• [AIM]:
Count the lines of the data below that contain the string "board". Reply with the number only.

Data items
● ● ● ● ●
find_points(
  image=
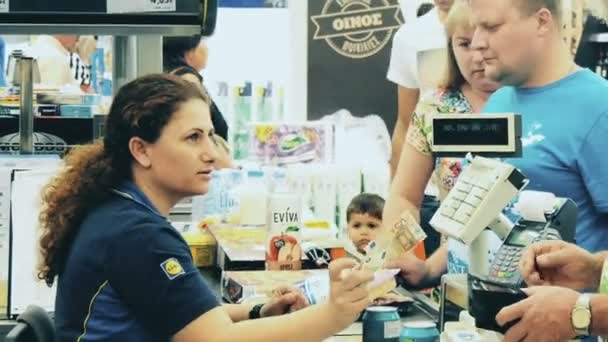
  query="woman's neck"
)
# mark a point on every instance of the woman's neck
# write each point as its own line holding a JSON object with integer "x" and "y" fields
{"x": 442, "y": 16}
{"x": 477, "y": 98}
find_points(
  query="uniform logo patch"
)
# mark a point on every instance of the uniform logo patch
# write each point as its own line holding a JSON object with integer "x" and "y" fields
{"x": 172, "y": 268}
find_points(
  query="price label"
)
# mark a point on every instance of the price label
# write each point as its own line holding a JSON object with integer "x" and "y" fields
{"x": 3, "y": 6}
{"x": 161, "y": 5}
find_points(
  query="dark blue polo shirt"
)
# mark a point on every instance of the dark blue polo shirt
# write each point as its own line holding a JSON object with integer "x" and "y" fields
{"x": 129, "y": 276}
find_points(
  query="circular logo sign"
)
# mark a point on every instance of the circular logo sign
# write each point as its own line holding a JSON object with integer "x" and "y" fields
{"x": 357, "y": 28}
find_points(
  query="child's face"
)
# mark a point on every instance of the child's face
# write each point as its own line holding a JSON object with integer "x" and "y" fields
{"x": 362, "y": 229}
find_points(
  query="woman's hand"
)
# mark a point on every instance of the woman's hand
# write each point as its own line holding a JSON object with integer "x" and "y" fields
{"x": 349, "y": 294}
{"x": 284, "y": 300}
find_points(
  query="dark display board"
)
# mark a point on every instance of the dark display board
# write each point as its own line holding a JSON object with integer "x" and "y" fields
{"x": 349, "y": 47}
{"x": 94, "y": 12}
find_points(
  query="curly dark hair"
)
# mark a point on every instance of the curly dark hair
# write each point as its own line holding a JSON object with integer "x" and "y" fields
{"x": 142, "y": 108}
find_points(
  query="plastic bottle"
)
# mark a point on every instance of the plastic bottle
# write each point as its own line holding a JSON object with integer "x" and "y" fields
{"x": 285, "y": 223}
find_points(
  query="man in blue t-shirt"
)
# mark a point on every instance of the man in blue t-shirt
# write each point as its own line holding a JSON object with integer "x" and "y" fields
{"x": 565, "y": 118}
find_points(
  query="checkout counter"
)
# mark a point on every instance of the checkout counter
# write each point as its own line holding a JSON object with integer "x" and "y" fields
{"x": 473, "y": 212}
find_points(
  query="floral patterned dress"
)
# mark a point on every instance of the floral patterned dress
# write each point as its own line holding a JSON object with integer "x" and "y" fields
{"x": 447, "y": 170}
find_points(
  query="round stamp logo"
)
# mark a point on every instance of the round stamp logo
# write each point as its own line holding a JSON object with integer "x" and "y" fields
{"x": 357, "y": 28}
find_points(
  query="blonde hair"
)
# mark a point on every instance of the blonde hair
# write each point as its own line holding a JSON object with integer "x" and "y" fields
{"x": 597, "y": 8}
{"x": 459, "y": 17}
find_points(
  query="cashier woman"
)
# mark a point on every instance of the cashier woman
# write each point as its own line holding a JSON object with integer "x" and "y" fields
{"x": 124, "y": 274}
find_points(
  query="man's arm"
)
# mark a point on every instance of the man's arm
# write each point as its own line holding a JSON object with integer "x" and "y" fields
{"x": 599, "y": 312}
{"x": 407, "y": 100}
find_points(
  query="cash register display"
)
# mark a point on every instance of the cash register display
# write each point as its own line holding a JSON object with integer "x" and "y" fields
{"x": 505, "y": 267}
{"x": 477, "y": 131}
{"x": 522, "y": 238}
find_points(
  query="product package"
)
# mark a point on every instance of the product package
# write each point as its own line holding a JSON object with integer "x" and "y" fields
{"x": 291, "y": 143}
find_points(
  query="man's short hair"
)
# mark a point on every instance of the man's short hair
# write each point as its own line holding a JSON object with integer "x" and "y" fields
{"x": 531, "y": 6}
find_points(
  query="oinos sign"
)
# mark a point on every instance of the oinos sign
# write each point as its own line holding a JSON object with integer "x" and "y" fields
● ● ● ● ●
• [FULL ANSWER]:
2